** Start of SUPPLIED MATERIAL **

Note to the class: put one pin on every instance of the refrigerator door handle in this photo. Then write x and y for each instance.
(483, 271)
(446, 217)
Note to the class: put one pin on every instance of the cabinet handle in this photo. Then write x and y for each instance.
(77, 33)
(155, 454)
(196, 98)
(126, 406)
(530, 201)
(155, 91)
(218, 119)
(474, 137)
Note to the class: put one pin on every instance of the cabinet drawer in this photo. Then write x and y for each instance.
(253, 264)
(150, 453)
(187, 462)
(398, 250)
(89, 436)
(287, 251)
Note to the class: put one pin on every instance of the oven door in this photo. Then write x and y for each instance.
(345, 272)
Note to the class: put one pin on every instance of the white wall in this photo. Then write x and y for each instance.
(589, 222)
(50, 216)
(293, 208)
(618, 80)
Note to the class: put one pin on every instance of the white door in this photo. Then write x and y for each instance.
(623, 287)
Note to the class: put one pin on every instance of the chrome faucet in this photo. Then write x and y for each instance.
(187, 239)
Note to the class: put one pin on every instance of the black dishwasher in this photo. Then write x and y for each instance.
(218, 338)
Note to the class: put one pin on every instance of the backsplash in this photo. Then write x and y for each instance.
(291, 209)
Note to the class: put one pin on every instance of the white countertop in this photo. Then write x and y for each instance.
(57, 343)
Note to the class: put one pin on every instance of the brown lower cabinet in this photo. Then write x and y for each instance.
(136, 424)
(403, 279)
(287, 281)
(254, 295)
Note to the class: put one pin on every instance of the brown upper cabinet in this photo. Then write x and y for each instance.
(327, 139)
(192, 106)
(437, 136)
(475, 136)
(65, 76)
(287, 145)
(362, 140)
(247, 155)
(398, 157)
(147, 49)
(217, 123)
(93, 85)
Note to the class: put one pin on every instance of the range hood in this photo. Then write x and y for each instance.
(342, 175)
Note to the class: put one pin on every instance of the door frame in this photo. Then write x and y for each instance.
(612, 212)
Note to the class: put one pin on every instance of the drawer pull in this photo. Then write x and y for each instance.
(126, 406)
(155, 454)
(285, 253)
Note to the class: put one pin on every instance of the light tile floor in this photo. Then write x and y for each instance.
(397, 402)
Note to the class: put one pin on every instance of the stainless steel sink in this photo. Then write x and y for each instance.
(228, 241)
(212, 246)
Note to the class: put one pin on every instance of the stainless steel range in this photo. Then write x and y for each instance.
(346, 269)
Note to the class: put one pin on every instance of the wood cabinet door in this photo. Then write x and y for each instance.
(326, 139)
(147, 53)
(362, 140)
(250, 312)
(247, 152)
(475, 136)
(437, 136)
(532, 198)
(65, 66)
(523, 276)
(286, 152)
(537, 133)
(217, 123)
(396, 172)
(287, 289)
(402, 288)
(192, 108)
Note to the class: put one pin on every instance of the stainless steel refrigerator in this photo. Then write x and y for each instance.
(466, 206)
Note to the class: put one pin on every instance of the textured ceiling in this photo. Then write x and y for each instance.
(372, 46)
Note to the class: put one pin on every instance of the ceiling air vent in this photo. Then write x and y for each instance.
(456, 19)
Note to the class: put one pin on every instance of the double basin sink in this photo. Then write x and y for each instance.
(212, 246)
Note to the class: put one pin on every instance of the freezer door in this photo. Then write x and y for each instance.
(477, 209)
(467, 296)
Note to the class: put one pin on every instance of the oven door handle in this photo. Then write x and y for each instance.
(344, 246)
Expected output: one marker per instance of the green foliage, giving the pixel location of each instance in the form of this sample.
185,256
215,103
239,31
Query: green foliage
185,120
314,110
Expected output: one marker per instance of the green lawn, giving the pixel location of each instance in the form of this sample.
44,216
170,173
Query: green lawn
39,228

** End of SUPPLIED MATERIAL **

= WRITTEN PROBLEM =
Copy each entry exactly, with nothing added or dropped.

= RESULT BELOW =
Note to the class: put one pin on every instance of the refrigerator door handle in this photo. Then write x and y for each instance.
(483, 271)
(446, 217)
Note to the class: put one pin on every instance of the cabinet handle in this photo. Then write x and y for each instance.
(77, 33)
(155, 454)
(196, 98)
(126, 406)
(530, 201)
(155, 91)
(218, 119)
(474, 137)
Note to the class: put one pin on every instance of the cabinet drawer in this photo. Then write x and y for each instance.
(253, 264)
(150, 453)
(187, 462)
(398, 250)
(89, 436)
(287, 251)
Note to the class: put one pin on every instance of the oven door in this photo. Then write x and y for each instance.
(345, 272)
Note to the class: put one pin on every instance of the white wall in this photo. Then write x and y for each instance.
(589, 222)
(50, 216)
(293, 208)
(618, 80)
Note to the class: put one pin on every instance of the white door in this photo. Then write x and y for each instance.
(623, 287)
Note to the class: put one pin on every instance of the chrome faucet in this photo. Then write x and y for each instance.
(187, 239)
Note to the class: put one pin on every instance of the black dishwasher in this photo. Then write x and y for each instance.
(218, 338)
Note to the class: put one pin on every instance of the backsplash in this photo. Then write x and y for each instance.
(291, 209)
Note to the class: put one pin on every instance of the white countertop in this photo. Then write x and y for each instance.
(57, 343)
Note to the class: put one pin on every instance of the brown lower cabinet in this photo. Then write x and y for each instance.
(136, 424)
(403, 279)
(287, 281)
(254, 295)
Note to the class: put one pin on every instance of the brown upper cabinet in this photo. Then write x and y for each instance.
(327, 139)
(192, 106)
(437, 136)
(475, 136)
(65, 76)
(287, 145)
(362, 140)
(247, 155)
(398, 157)
(147, 49)
(217, 123)
(93, 85)
Note to the class: put one pin on every instance of the range hood in this photo. Then write x and y for each instance.
(342, 175)
Note to the class: put one pin on every instance of the door frame in this photo. Then write x and y for each instance.
(612, 212)
Note to the class: put one pin on every instance of the drawer pull in this photo. Then write x and y for each instance.
(126, 406)
(155, 454)
(285, 253)
Note to the class: put one pin on every instance of the light tile floor in this photo. Then write x and y for each instance.
(397, 402)
Note to the class: put one pin on every instance of the stainless steel sink in this photo. Then write x and y for each instance.
(228, 241)
(212, 246)
Note to the class: put one pin on every instance of the stainless steel range in this photo. Then write x and y for each instance.
(346, 269)
Note to the class: put one pin on every instance of the wood cabinet door in this photo. Then write x and y for each instance.
(326, 139)
(147, 53)
(362, 140)
(250, 312)
(247, 152)
(475, 136)
(437, 136)
(532, 198)
(65, 66)
(523, 276)
(286, 152)
(537, 133)
(217, 123)
(396, 172)
(287, 289)
(402, 288)
(192, 108)
Note to the class: put one pin on every instance of the stainless steel refrigerator in this photo. Then write x and y for each instance.
(466, 206)
Note to the class: put one pin on every instance of the textured ceiling in this photo. Then write x and y for each instance.
(372, 46)
Note to the class: put one pin on every instance of the ceiling air vent in this photo. Then write x and y for each instance.
(456, 19)
Note to the class: put one pin on every instance of the double basin sink in this photo. Then write x and y for each instance.
(212, 246)
Note to the class: put one pin on every instance of the freezer door in this photo. Then write x and y for each instance.
(477, 209)
(467, 296)
Note to the class: put one pin on every instance of the oven door handle in this photo. Then write x and y for each instance.
(344, 246)
Expected output: one marker per instance of the green foliage, giving the pixel location of each instance in the form of this sample.
185,256
215,103
239,31
Query: green foliage
185,120
314,110
Expected output: one marker per instance of the green lawn, giving the pixel location of each instance in the form of this sample.
44,216
170,173
Query: green lawn
39,228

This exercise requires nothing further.